### Data listing:

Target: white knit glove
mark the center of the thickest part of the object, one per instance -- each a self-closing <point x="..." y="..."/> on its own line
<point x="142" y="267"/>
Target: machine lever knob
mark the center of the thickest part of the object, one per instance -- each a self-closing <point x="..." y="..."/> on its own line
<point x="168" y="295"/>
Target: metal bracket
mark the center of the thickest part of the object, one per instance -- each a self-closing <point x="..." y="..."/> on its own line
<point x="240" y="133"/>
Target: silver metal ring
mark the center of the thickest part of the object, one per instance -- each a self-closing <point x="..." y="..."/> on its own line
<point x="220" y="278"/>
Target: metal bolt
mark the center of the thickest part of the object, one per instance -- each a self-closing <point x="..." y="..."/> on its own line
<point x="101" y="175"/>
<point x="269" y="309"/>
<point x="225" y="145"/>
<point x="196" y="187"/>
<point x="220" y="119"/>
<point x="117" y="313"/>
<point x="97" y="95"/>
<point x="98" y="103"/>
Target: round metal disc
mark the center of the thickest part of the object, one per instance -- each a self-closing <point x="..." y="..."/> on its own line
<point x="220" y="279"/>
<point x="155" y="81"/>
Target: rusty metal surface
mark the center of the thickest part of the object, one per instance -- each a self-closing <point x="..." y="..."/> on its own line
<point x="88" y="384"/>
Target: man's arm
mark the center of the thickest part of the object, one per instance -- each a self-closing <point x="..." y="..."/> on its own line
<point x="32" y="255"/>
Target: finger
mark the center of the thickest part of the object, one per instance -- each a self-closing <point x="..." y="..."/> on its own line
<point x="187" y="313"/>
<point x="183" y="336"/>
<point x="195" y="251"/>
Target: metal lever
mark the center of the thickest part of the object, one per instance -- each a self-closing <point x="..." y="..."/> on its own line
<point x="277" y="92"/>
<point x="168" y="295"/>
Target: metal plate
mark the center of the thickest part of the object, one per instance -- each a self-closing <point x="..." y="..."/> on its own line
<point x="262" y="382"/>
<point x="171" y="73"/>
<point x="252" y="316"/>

### Objective:
Format every record above as a two-column CSV with the header row request,answer, one row per record. Put each record's text in one quoted field and its answer in another, replacing line breaks with spaces.

### The answer:
request,answer
"Target: white knit glove mark the center of the thickest part of the object, one per instance -- each a self-closing <point x=""..."" y=""...""/> on its own line","<point x=""142"" y=""267""/>"
"Target: machine lever knob mark the center of the thickest part of the object, one per instance -- each a self-closing <point x=""..."" y=""...""/> on its own line","<point x=""168"" y=""295""/>"
"Target: metal bracket mark the center of the thickest part of the object, one per instance -- each a self-closing <point x=""..."" y=""...""/> on its own line","<point x=""240"" y=""133""/>"
"Target: silver metal ring mark the center of the thickest part of the object, one per instance -- each a self-closing <point x=""..."" y=""...""/> on its own line","<point x=""220"" y=""278""/>"
"Target: metal bolt mark the center of the thickest part of the object, one per instance -- each a self-closing <point x=""..."" y=""...""/> on its own line","<point x=""101"" y=""175""/> <point x=""269"" y=""309""/> <point x=""225"" y=""145""/> <point x=""196"" y=""187""/> <point x=""220"" y=""119""/> <point x=""117"" y=""313""/> <point x=""97"" y=""95""/> <point x=""98"" y=""103""/>"
"Target: round metal disc mark the center of the thickest part of the object, one per instance -- each a self-closing <point x=""..."" y=""...""/> on its own line","<point x=""220"" y=""279""/> <point x=""155"" y=""81""/>"
"Target: rusty metal surface mark the center of the thickest part of the object, one per instance -- each a self-closing <point x=""..."" y=""...""/> on its own line","<point x=""88"" y=""384""/>"
"Target: man's arm mark the center of the thickest part of the object, one per instance -- each a self-closing <point x=""..."" y=""...""/> on its own line","<point x=""32"" y=""255""/>"
"Target: finger mark the center of the thickest part of the object, one per instance -- each a self-closing <point x=""..."" y=""...""/> on its own line","<point x=""187"" y=""313""/> <point x=""183"" y=""336""/> <point x=""195"" y=""251""/>"
"Target: metal lever mark the center of the thickest part of the object, one per instance -- each a self-closing <point x=""..."" y=""...""/> on its own line","<point x=""277"" y=""92""/> <point x=""168"" y=""295""/>"
"Target: metal plate mark the center of the thickest part of the object, one per instance -- each a self-closing <point x=""..."" y=""...""/> on its own line","<point x=""262"" y=""382""/> <point x=""171"" y=""73""/> <point x=""252"" y=""316""/>"